**EXERCISE DETAILS**.
Please write out the hotel-stay account again from the words "Where the heck" through "for my room.", swapping "red wine" for "champagne".

**DOCUMENT**.
I asked him if he was there to drown his sorrows, but he deflected that wild guess. “I’m here with a Christian missionary group,” he replied.
I gulped apologetically whilst he smiled and nonchalantly waved away that thought.
“I use to be a mercenary in Africa. I’ve done a lot of bad things. Then one day I woke up and found God.”
I reached for my wrist to feel a pulse. I was now really confused. Republican versus Democrat, gay versus straight, killer versus preacher, Trump versus Clinton. And I’d only been in the US for four hours!
Where the heck was Elvis when I needed him?
(Probably drinking red wine with Jesus, I thought)
It I ever needed a sign, then here it was. Time to prick this illusion with a giant pin and head for my room.
This is where I’m a total sucker. I always fall in love with Intercontinental hotels, because their beds are amazing. Sure, I was jet-lagged, but wow, what a wonderfully soft place to snuggle up into. It was the one thing I really craved the most after flying for so many hours.
My room was small compared to my previous stay in Singapore though spotlessly clean. More Western in feel and demeanour with non-descript beige and brown neutral colours. Slightly more Spartan and muted than its Eastern contemporaries, which tend to lean towards vibrancy and opulence more, especially in the bathroom department.
True to Intercontinental form, a welcome card was on the table with my name inked across the front. It was propped against a complimentary bottle of Evian water and an array of light snacks, arranged in three small, white square dishes.
In the hallway, a cupboard housed a thin, flat safety deposit box with a token clutch of hangars you can’t steal. A luggage rack was folded away which made we wonder why? Surely when you enter a room, you want it there, prised open, ready for your suitcase? Or should we throw our dirty suitcases onto the fresh, new linen first and then get the rack out of the closet.

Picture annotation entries
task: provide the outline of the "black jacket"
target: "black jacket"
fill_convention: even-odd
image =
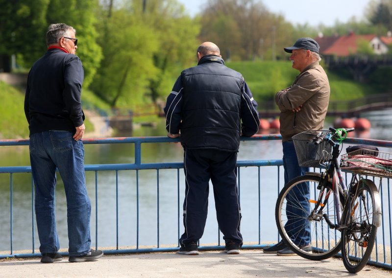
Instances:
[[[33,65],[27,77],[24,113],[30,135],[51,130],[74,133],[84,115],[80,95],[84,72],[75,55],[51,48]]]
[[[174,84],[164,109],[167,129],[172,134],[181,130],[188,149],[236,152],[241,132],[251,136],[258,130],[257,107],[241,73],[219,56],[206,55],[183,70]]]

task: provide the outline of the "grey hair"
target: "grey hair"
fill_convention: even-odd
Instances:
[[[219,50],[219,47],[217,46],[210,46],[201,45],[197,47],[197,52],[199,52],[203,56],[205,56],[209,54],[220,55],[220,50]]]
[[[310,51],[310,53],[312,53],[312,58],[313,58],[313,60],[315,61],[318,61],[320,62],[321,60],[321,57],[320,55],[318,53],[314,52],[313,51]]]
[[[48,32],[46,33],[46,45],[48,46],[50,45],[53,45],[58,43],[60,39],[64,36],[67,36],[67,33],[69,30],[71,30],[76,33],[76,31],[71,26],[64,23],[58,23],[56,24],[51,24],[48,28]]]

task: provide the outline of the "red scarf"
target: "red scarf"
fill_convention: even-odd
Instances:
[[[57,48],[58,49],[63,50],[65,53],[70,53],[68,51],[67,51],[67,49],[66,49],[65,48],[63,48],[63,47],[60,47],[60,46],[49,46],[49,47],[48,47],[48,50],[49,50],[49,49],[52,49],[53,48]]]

...

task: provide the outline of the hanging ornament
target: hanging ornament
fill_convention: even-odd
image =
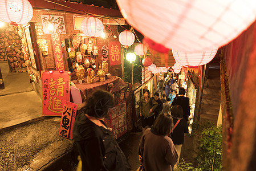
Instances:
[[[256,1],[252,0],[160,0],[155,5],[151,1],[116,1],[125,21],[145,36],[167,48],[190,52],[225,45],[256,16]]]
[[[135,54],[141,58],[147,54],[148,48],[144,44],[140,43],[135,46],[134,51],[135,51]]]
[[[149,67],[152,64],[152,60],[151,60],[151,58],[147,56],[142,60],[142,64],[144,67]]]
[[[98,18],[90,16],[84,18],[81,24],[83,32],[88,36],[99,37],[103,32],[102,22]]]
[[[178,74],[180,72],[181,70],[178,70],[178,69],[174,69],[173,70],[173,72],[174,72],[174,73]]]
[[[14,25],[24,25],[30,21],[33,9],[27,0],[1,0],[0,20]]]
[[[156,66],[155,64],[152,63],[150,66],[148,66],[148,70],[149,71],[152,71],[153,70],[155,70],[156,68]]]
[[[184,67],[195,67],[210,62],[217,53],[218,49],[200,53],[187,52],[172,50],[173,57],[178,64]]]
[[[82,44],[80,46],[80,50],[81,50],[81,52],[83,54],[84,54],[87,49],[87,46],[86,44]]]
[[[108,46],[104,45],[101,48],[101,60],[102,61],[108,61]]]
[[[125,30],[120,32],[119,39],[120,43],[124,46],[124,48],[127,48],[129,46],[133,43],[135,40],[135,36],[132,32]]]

**OUTPUT BELOW**.
Where the heck was Elvis when I needed him?
(Probably drinking champagne with Jesus, I thought)
It I ever needed a sign, then here it was. Time to prick this illusion with a giant pin and head for my room.